(WORK ORDER) Would you write out the lines from the one containing "Target: green lawn" to the end of the records below, exactly and in full, please?
= = =
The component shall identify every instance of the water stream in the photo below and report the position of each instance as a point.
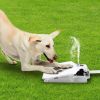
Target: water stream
(75, 50)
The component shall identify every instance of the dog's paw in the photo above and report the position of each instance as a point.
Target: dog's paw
(65, 66)
(51, 70)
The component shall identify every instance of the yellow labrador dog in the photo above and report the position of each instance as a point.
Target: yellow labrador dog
(27, 48)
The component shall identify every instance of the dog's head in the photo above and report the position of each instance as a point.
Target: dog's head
(45, 45)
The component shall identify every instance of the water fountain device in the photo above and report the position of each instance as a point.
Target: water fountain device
(79, 73)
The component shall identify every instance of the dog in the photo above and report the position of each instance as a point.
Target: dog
(18, 45)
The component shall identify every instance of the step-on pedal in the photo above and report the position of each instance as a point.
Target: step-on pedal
(76, 74)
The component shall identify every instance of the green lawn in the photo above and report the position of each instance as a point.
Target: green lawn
(79, 18)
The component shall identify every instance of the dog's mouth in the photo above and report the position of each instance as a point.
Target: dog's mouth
(50, 60)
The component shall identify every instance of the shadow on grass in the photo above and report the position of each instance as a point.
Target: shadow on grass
(16, 69)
= = =
(WRITTEN RESPONSE)
Target: green lawn
(79, 18)
The component shall identify every instance of the dog's mouth in the photo above and report the position of each instance as a point.
Target: dog's mouth
(50, 60)
The component shall identify every instance of the shadow on grass in the photo above and report the position of each instance as a point.
Target: shadow on grass
(16, 69)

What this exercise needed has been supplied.